[Photo-based referring expression data]
= = = = = = =

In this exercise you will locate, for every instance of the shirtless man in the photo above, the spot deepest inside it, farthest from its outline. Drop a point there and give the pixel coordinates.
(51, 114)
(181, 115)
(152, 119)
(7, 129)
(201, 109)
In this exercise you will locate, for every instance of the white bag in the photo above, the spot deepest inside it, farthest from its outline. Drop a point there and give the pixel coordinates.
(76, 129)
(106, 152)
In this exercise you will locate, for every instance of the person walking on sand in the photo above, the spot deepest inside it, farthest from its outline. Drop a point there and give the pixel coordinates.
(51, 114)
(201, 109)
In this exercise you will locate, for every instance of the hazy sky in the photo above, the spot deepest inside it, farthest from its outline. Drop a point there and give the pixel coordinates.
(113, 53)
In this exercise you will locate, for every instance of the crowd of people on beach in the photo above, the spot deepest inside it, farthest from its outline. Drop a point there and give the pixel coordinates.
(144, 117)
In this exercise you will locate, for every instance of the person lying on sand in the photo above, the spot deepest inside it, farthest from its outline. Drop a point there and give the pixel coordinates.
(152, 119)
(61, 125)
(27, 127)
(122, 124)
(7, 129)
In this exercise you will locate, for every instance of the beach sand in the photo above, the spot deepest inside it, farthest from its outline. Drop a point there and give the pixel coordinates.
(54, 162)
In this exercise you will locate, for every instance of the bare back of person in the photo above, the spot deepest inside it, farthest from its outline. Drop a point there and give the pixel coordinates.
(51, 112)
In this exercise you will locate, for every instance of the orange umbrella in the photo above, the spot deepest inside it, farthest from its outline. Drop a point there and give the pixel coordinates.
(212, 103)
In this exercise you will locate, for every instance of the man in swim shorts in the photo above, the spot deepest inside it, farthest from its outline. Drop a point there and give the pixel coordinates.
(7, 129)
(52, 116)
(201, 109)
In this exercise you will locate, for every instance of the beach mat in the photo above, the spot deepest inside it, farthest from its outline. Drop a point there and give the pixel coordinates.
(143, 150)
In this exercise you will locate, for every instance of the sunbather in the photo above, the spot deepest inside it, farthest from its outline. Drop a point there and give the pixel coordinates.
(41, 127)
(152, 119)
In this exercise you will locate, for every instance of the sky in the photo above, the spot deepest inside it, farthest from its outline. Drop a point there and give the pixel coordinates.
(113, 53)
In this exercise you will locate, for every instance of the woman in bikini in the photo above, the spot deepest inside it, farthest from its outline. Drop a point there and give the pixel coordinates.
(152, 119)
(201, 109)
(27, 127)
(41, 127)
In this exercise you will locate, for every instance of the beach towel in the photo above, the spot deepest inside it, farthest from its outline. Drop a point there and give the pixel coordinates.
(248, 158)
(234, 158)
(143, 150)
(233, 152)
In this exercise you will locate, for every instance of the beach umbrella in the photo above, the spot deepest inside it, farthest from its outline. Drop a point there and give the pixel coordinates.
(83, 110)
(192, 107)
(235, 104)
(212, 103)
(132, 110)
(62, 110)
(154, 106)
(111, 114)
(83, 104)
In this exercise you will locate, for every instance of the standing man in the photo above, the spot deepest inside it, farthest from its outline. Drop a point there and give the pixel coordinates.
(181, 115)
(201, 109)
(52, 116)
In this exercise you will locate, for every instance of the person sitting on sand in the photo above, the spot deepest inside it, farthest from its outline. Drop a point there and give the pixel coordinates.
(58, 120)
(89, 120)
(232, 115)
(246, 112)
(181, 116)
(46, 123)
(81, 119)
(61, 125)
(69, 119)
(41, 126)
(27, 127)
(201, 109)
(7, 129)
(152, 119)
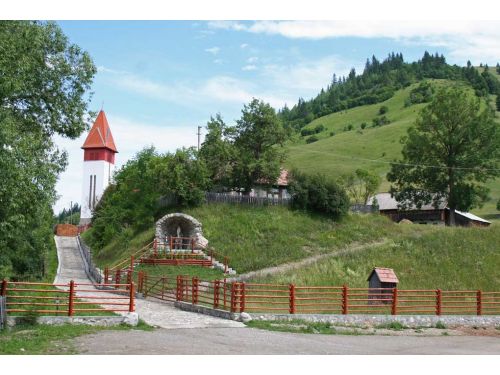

= = = = = = =

» Brief: Would you reproduce the lines above exactly, without carrying over the pictures?

» Result for this exercise:
In this exercise you will locate, for every instance of the shirtless man in the photo above, the spot deepest inside it, farthest from its outline. Drop a point there and give the pixel coordinates.
(51, 114)
(181, 115)
(152, 119)
(7, 129)
(201, 109)
In this exercise you will locate, for every instance of the white bag in the photo above, the spot deepest inside it, farthest from its outline. Drop a point there and give the pixel coordinates.
(76, 129)
(106, 152)
In this exercise you will locate, for every instance of the person walking on sand in the photo above, the spot deepest inside it, farthest from its outline. Drop a point there and give the pixel coordinates.
(51, 114)
(201, 109)
In this exercise you will locate, for every instance of the hazy sky in the photo above, the spot deepest inside it, farthest from its outline. Drop a point there and give the pixel coordinates.
(113, 53)
In this exercise you will locate, for every instance of the crowd of people on beach in the photo above, the spot deepest inside it, farthest from its outline. Drop a point there and give the pixel coordinates.
(144, 117)
In this exercise you will locate, for every instance of the person lying on sand in the photo above, the spot deepest inside it, farthest from its outline. Drop a point there and give the pixel coordinates.
(152, 119)
(61, 125)
(27, 127)
(122, 124)
(7, 129)
In this exercise you will locate, for every instance of the beach sand in the photo above, the spot deepest inside it, farthest from its outline. Drop a point there and give the pixel coordinates.
(54, 162)
In this exercise you will locate, for every instance of the bare back of person in the photo above, the spot deepest inside it, farthest from its outline. Drop a point there and give the pixel coordinates.
(51, 112)
In this exercise you will locate, for every instance of the orange umbrella in the photo above, the spot deepest inside it, farthest from its outline. Drop a point there and give the pixel coordinates.
(212, 103)
In this exercise you will locate, for every instance of the man in swim shorts in the photo above, the spot deepest inside it, farthest from its outline. Drop a point there and give the pixel coordinates.
(7, 129)
(52, 116)
(201, 109)
In this exercise you will locate, for every instance of the beach mat in the photo above, the spot deepest inside it, farthest from its outline. Drop a point there and give the pixel coordinates.
(143, 150)
In this exercise you will locate, for every instance of the sunbather in the photo above, the spot deepest inside it, farthest from its outline. Drop a point there and give the pixel coordinates.
(41, 127)
(152, 119)
In this exercise you will locate, for every instance of the sky in the photo above, the spot deepest inside it, farthest from its outline. Drop a point there and give the pixel coordinates.
(113, 53)
In this exercise you will locate, for every instance of the woman in bikini in the photo above, the spot deepest inside it, farthest from its outline. Drop a point there and give the pixel coordinates.
(152, 119)
(201, 109)
(27, 127)
(41, 127)
In this exercise you will locate, for every instance of the beach towel in the photo above, the spot deepest inside it, farthest from its outline. Drop a point there and give the pixel coordinates.
(248, 158)
(234, 158)
(143, 150)
(233, 152)
In this exercise you will locate, for every instance of the beach umbrella in the photo above, the spot deepest inside it, farthest from its outline. Drop a point there and give the pixel coordinates.
(83, 110)
(192, 107)
(235, 104)
(212, 103)
(132, 110)
(62, 110)
(154, 106)
(111, 114)
(83, 104)
In this exercise you will locate, for every instance of the standing man in the photo above, the spot deepest inside it, farthest from its outline. Drop a point there and give the pixel coordinates.
(181, 115)
(201, 109)
(52, 116)
In this exercise you will locate, for every instance of the person sitting on sand in the photo above, the spot deepest inside it, farthest from its outline. Drop a point there and give the pixel coordinates.
(58, 120)
(89, 120)
(232, 115)
(246, 112)
(181, 116)
(46, 123)
(81, 119)
(61, 125)
(69, 119)
(41, 126)
(27, 127)
(201, 109)
(7, 129)
(152, 119)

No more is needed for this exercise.